Problem to solve:
Gather every line of the entries that includes the word "above".

Exercise material:
+===+
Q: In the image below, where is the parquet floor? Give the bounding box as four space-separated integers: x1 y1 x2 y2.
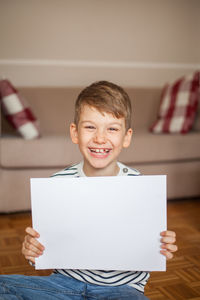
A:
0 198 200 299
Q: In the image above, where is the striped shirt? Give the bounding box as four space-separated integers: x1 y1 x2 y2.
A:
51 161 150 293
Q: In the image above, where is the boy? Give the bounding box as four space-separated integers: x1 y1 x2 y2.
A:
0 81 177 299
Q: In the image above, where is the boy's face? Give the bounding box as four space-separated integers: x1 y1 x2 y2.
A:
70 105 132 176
+===+
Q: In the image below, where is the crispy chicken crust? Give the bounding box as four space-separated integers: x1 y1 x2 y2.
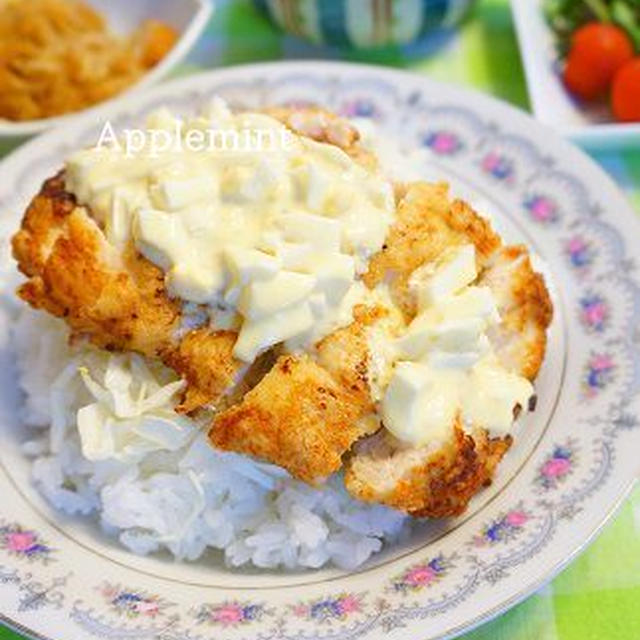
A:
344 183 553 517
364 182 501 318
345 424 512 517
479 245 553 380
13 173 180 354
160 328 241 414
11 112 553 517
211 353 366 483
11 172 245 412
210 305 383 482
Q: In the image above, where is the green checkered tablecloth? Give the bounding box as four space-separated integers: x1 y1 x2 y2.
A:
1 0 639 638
+===+
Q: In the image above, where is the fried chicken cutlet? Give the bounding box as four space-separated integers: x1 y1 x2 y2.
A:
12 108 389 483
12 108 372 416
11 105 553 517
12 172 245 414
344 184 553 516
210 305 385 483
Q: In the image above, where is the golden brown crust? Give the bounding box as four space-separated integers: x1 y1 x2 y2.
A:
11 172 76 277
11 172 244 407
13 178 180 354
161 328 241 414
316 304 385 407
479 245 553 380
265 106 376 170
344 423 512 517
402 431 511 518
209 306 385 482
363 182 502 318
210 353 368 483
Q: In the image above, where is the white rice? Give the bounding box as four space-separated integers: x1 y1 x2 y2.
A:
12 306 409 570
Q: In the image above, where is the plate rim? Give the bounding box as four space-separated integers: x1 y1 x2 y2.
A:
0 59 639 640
+===+
Task result:
Q: In the image above, where is the striped shirt? Give the bounding box as four space-separated integers: x1 y1 x2 y2.
Q: In the image above, where is the boy? Give the bounding box as four space-separated integers: x1 y1 x2 y2.
Q: In the image above, where is the boy's face? Give the bounding box as four space-separated integers: x1 y1 x2 y2.
Q: In the image above, where is the green checkered tablecloth? Give the bounding box as four space-separated integers: x1 y1 x2 y2.
Q: In the image above, where is the fried chicken cutlet? Give the bounding box as four space-separated integers: x1 y1 x2 y2.
Q: In the image above, where is the golden brown crust? Give the bounding box as four space-separated integers: x1 y1 x2 y2.
Q: In the image above, where is the white rice? Give the bounding box as four space-separated integers: x1 y1 x2 y2.
Q: In the image above, where is the plate rim? Give the bounding box as four space-separated integers: x1 y1 x2 y2.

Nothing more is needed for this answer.